» Task statement:
The lines to copy run from the one containing "Domain: lane-usage study. Target: tree." to the very end of the records; give them exactly, and only them, without pictures.

» Records to process:
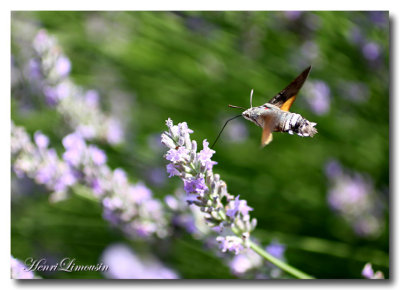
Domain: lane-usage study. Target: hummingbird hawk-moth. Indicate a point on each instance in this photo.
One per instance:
(274, 116)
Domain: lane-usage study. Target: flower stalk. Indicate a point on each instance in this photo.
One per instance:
(224, 213)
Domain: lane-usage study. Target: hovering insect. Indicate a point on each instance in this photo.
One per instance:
(274, 116)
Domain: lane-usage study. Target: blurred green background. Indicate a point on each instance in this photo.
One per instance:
(148, 66)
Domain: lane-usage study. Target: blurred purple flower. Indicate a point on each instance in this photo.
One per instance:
(140, 193)
(172, 170)
(354, 198)
(230, 243)
(115, 133)
(63, 66)
(242, 263)
(41, 140)
(276, 249)
(92, 98)
(238, 206)
(98, 156)
(369, 273)
(292, 15)
(34, 71)
(371, 51)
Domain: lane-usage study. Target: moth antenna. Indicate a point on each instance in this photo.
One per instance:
(237, 107)
(220, 132)
(251, 98)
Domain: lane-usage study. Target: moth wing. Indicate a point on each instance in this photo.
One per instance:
(267, 131)
(287, 96)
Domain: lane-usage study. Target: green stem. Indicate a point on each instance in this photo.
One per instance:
(285, 267)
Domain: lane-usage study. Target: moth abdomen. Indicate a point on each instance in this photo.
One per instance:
(293, 123)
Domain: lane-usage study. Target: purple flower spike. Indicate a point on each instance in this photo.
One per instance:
(223, 213)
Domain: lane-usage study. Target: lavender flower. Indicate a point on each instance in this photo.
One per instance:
(353, 197)
(39, 162)
(371, 51)
(48, 76)
(369, 273)
(19, 270)
(124, 263)
(206, 190)
(130, 207)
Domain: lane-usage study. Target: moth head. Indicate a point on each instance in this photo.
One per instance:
(248, 114)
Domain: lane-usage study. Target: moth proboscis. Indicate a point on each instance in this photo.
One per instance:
(274, 116)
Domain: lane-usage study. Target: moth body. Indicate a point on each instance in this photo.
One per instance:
(274, 116)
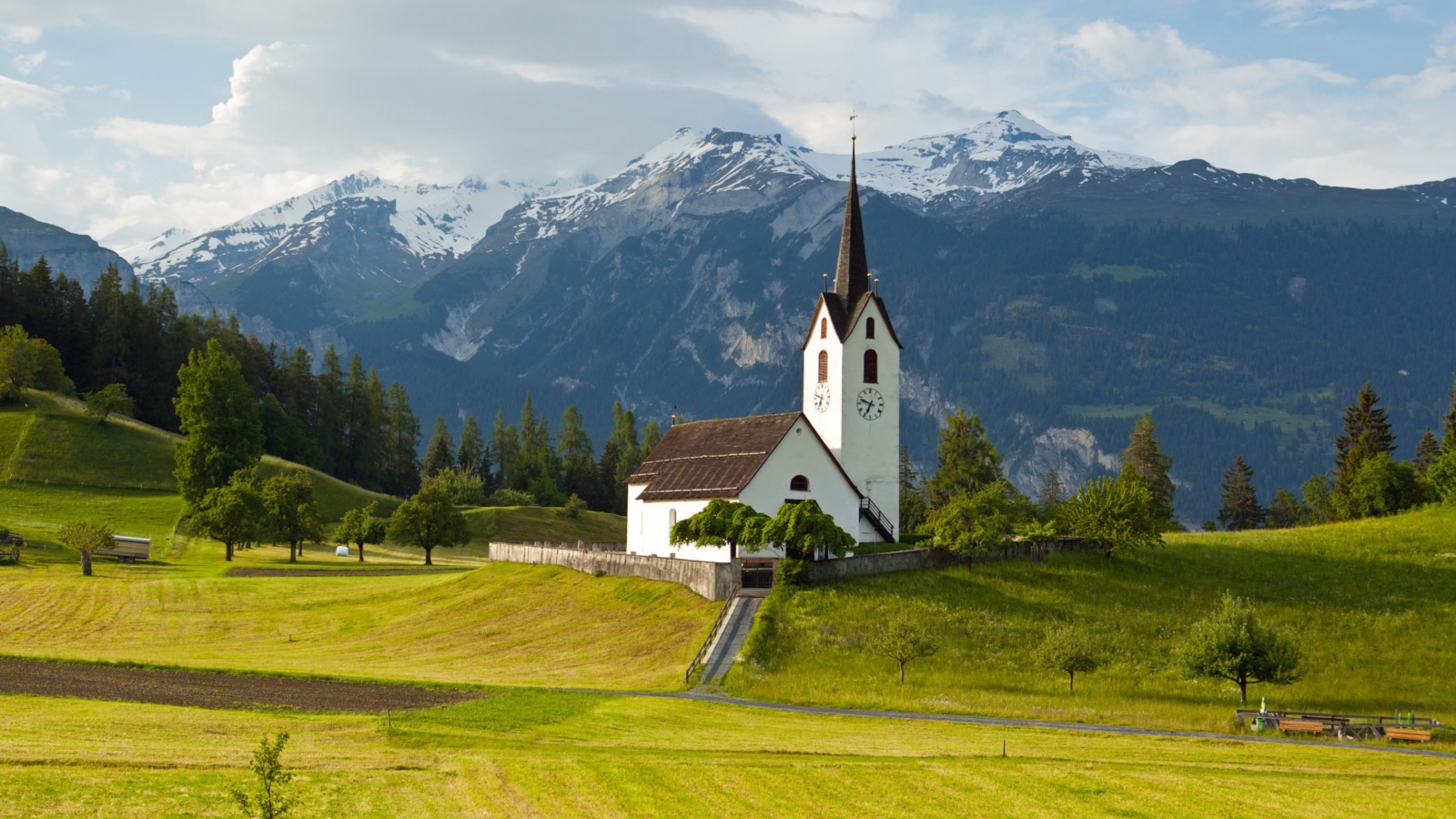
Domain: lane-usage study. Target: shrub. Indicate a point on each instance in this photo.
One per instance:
(510, 497)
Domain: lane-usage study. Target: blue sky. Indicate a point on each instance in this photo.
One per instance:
(124, 118)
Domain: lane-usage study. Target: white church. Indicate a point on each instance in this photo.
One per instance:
(842, 450)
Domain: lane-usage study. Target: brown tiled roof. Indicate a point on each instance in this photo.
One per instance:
(711, 458)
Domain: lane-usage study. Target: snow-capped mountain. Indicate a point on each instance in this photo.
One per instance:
(433, 223)
(1006, 153)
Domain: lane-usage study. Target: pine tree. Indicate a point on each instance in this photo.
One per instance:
(1052, 491)
(1366, 433)
(1145, 460)
(912, 494)
(439, 452)
(1241, 503)
(1426, 452)
(400, 443)
(579, 462)
(506, 445)
(1449, 423)
(967, 460)
(472, 457)
(218, 414)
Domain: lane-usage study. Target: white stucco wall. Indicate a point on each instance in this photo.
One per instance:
(798, 453)
(870, 450)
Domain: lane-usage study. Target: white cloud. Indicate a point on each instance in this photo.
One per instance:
(26, 63)
(15, 94)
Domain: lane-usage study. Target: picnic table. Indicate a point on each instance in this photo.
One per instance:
(1407, 727)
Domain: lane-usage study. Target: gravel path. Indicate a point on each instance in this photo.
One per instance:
(1014, 723)
(245, 571)
(208, 690)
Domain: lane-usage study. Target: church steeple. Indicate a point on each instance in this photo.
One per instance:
(852, 276)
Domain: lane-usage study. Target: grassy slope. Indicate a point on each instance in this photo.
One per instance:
(1373, 605)
(535, 753)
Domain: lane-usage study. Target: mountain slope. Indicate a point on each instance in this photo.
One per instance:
(76, 256)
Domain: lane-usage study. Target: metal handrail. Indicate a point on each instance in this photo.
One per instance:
(718, 624)
(868, 506)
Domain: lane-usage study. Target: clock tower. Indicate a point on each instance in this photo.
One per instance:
(852, 379)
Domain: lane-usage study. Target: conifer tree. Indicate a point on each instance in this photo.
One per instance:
(440, 450)
(472, 457)
(966, 462)
(1449, 423)
(218, 414)
(1048, 497)
(579, 462)
(1241, 503)
(912, 494)
(1145, 460)
(1426, 452)
(1366, 433)
(400, 443)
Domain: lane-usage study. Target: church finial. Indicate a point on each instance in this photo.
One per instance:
(852, 274)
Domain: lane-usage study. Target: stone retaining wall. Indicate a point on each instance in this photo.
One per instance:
(910, 560)
(713, 581)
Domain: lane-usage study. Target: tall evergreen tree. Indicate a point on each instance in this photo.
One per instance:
(1145, 460)
(967, 460)
(402, 440)
(473, 458)
(440, 450)
(579, 462)
(1426, 452)
(218, 414)
(506, 445)
(1366, 433)
(1052, 491)
(1241, 503)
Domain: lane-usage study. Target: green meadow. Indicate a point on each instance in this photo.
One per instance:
(1370, 603)
(552, 753)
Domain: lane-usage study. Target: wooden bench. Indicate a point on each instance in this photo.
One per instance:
(128, 550)
(1410, 734)
(1308, 726)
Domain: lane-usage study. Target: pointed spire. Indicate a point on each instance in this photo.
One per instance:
(852, 276)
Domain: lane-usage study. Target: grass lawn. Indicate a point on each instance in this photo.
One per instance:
(542, 753)
(1372, 603)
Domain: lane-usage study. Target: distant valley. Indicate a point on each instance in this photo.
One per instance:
(1056, 288)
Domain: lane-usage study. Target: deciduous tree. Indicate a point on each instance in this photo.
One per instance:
(361, 526)
(903, 637)
(1070, 649)
(1235, 646)
(1113, 515)
(291, 511)
(429, 521)
(87, 538)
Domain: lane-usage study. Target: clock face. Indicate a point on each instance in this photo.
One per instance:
(871, 404)
(822, 397)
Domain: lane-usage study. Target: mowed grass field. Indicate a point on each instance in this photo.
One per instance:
(565, 755)
(1370, 603)
(497, 624)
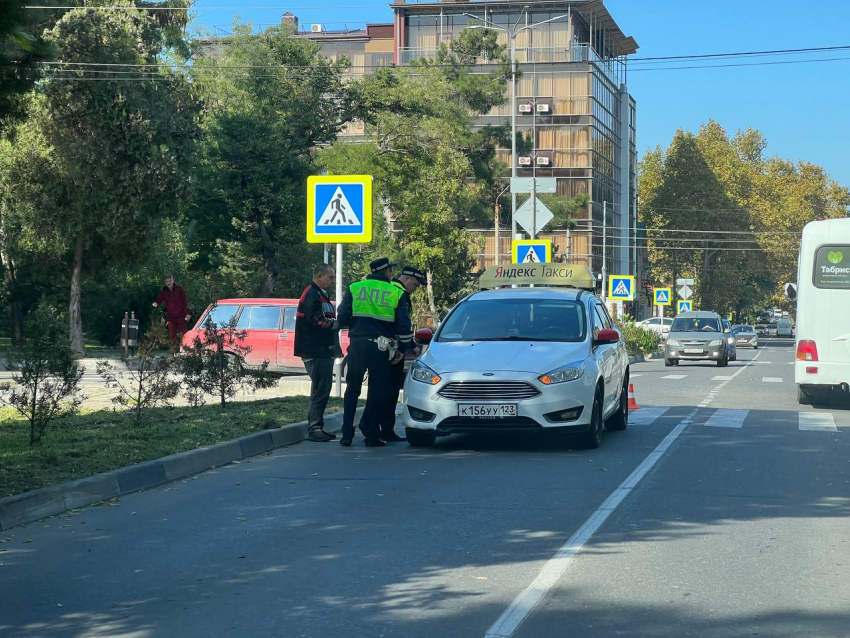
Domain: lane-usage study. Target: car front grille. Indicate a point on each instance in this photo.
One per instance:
(464, 424)
(489, 390)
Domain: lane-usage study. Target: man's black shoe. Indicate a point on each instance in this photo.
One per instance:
(318, 436)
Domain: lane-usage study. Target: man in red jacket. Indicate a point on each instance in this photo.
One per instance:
(176, 308)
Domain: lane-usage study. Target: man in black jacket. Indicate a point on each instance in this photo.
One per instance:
(317, 343)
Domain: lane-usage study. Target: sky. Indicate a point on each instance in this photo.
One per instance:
(802, 109)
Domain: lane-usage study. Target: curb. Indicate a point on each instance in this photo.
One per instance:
(56, 499)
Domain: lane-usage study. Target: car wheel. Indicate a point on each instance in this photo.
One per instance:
(620, 419)
(420, 438)
(592, 439)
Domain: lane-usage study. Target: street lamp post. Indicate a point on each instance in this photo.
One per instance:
(512, 36)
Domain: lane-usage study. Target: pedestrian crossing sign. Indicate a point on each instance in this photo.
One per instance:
(532, 251)
(621, 288)
(339, 209)
(663, 296)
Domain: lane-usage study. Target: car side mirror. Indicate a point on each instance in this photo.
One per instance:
(791, 291)
(606, 336)
(424, 335)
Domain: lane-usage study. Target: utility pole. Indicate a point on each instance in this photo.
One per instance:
(604, 250)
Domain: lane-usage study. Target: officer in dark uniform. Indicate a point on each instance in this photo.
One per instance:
(408, 282)
(380, 333)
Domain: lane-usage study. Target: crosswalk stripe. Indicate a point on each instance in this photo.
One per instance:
(645, 416)
(726, 418)
(817, 421)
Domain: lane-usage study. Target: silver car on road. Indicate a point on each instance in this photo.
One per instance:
(697, 336)
(527, 359)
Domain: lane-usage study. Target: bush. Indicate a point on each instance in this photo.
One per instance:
(215, 365)
(47, 375)
(638, 340)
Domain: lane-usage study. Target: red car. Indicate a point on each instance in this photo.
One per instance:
(270, 328)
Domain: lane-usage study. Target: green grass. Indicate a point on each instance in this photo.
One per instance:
(102, 440)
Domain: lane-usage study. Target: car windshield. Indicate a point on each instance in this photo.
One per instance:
(515, 319)
(695, 324)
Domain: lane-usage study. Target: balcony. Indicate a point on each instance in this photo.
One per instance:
(537, 55)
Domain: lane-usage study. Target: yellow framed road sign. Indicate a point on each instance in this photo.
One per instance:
(663, 296)
(621, 287)
(339, 209)
(531, 251)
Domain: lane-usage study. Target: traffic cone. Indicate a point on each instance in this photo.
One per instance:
(632, 403)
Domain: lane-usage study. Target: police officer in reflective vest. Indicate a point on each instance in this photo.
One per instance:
(380, 332)
(408, 282)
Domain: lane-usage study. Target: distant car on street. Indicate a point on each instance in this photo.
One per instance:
(730, 340)
(269, 325)
(696, 336)
(745, 336)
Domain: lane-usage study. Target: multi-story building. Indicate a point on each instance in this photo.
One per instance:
(574, 66)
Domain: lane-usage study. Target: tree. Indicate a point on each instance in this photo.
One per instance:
(120, 145)
(149, 381)
(260, 135)
(47, 376)
(717, 210)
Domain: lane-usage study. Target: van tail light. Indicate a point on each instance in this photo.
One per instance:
(807, 350)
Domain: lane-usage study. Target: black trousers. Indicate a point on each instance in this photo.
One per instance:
(364, 356)
(395, 382)
(321, 373)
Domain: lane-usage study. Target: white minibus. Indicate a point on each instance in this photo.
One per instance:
(823, 310)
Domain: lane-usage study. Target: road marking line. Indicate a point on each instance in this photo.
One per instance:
(527, 600)
(725, 418)
(817, 421)
(646, 416)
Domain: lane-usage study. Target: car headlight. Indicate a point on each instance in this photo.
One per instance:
(422, 373)
(569, 372)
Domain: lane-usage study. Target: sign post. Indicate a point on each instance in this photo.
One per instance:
(531, 251)
(621, 287)
(339, 210)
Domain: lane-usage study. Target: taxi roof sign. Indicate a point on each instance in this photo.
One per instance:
(568, 275)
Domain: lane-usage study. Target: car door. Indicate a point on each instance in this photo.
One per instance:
(286, 340)
(261, 324)
(606, 355)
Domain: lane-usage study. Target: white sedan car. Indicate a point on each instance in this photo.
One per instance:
(521, 359)
(658, 325)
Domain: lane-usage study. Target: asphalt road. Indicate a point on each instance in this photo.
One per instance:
(722, 511)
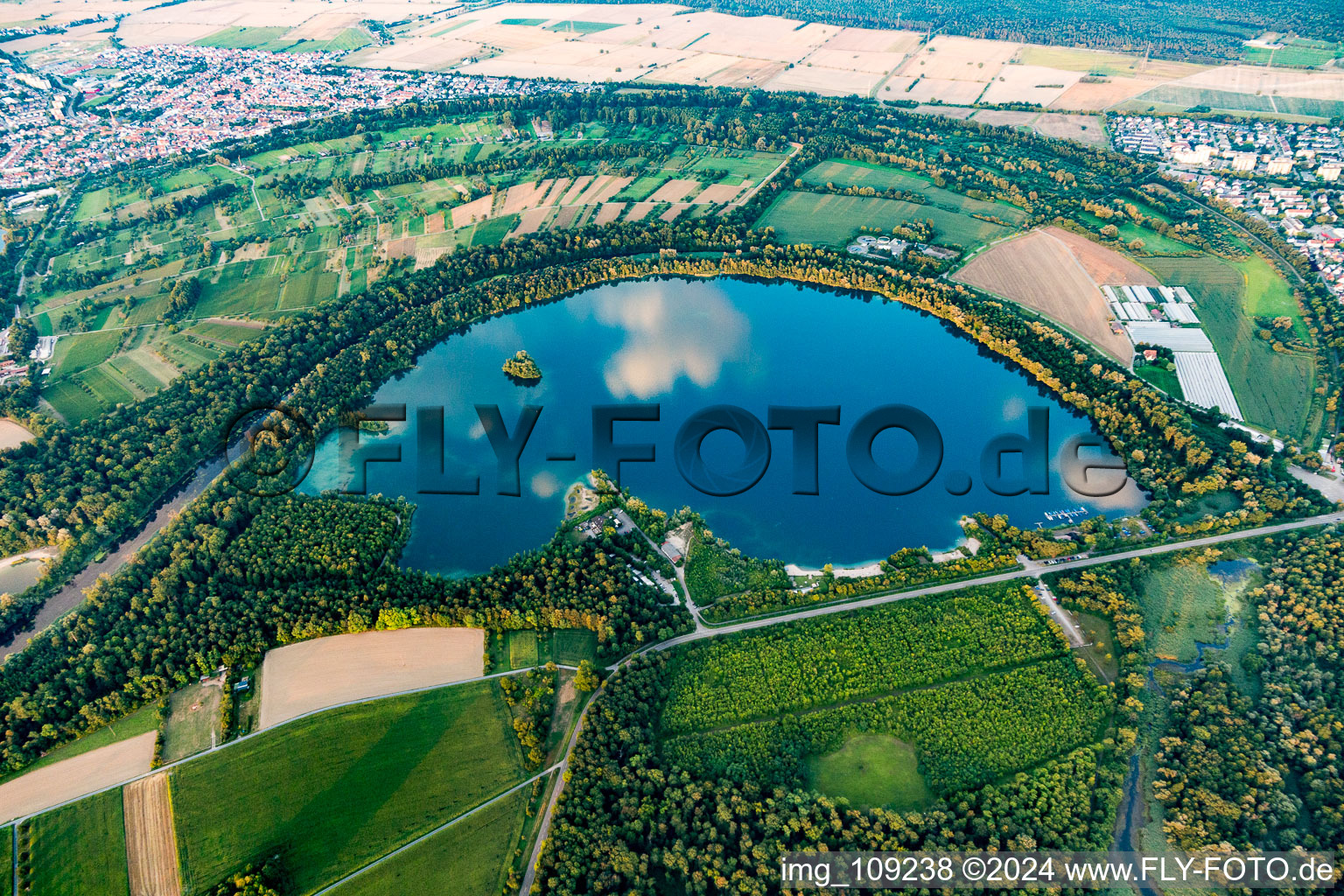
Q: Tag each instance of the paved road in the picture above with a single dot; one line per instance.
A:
(1071, 632)
(544, 828)
(1031, 571)
(73, 594)
(746, 625)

» Response area:
Domain: lane-usage study. Target: tree. Indicate a point on each instance in this photo.
One per instance:
(120, 145)
(149, 381)
(260, 135)
(47, 376)
(717, 210)
Domain: lane-usage study. Target: van tail light. Indicate a point on each instance in this photo.
One per instance:
(807, 350)
Domain: lane-usage study. Target: black trousers. Indicate a point on each instance in this photo.
One per instance:
(364, 356)
(395, 382)
(321, 373)
Domain: lane-usage study. Target: white minibus. Indicate a point on each instance in this photo.
One per instance:
(823, 310)
Domain: lane-usage study. Target: road marking line. Indicate a point on each instance in this photo.
One per instance:
(527, 600)
(725, 418)
(817, 421)
(646, 416)
Domain: lane-usage study. Target: car headlight. Indicate a point on each instance in this photo.
One per instance:
(422, 373)
(569, 372)
Domain: lane-usage study. Target: sign post. Indicate a point on each instance in this photo.
One per instance:
(531, 251)
(621, 287)
(339, 210)
Domain: lane-usage study. Target: taxi roof sign. Indicate a point on each instance in this photo.
One per instance:
(568, 275)
Domain: lane-usage study. Target: car door. Indicate a point on each instance in this photo.
One per instance:
(286, 340)
(261, 324)
(606, 355)
Domain: lane-usage study. Target: white sedan car. Indicate a point on each instance in this photo.
One per instance:
(521, 359)
(658, 325)
Domain: lane-usage study. Target: asphalt road. Indicate a point on each instance in this photo.
One per instance:
(722, 511)
Q: Tag each instance of the paved road in the picture above with a single dot; one line per instance.
A:
(1071, 632)
(544, 828)
(1031, 571)
(73, 594)
(746, 625)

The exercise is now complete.